─── Excerpt provided ───
The mother of all tools for this kind of test automation is of course rubys ZenTest which is so good, because it not only re-runs your tests whenever you change a file, but also really understands the structure of the source, and therefore can for example randomize the order in which your tests are run. This is just great for finding brittle tests that depend on each other. It has other features too, for example allowing you to run just those tests that are affected by a specific change (I have no Idea how they solved the halting problem to do that, but apparently it works very well).

For other languages I havent yet found such an intricate tool yet (I'd love to hear from whoever knows something!) - however there are multiple tools around that just let you run a specific command whenever some file changes in a hierarchy.
───
• Required work:
Please continue the passage on test-automation tools from where it stops.
─── Supplied material ───
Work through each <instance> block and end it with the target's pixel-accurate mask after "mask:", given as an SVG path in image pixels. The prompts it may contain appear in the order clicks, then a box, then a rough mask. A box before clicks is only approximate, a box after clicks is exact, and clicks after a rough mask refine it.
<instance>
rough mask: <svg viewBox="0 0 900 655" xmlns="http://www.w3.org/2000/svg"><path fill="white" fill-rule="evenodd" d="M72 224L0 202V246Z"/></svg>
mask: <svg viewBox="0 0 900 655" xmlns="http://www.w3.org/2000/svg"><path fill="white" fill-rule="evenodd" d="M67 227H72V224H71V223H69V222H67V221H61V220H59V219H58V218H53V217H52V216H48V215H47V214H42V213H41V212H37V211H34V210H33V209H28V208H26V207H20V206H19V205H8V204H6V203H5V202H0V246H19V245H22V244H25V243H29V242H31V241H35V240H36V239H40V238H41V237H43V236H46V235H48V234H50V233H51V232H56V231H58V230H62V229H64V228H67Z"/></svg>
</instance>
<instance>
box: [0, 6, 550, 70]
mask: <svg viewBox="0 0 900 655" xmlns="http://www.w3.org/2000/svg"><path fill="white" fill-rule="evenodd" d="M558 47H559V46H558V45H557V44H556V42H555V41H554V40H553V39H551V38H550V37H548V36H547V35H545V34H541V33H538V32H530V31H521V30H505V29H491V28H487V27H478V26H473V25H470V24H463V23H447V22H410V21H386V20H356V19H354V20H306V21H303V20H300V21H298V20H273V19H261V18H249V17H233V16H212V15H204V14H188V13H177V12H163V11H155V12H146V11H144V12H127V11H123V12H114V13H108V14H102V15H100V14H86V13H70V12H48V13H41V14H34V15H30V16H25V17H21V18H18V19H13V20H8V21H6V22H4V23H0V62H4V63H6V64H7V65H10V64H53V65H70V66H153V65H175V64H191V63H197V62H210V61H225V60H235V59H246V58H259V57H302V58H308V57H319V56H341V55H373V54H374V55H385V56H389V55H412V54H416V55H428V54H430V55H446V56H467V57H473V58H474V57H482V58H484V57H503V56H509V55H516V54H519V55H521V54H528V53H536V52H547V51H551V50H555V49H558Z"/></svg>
───
• Answer below:
Here's some examples:

  • My coworker Felix Schwarz wrote a python tool that we use internally to develop the Scrum tool Agilo. It is great because you don't have to restart it when new files are added to the project. It is currently hosted on my website
  • The Pragmatic Programmers have two tools there. First "stakeout", which is written in ObjC using kqueue. It is great because it lets the kernel notify it of file changes which gives the best possible feedback time, but also only runs on Mac OS X. Second "stakeout.rb" is written in Ruby, so it runs everywhere, but its also much simpler and doesn't deal with added or removed files. It runs anywhere though. :)
  • Then there is atchange.sh by Jeff Haemer which is written in Perl and is even simpler though.

Of course, keep in mind that there are many more uses for this type of program, besides just TDD you can for example use it to automatically rebuild and display a Markdown or LaTeX file each time you save it.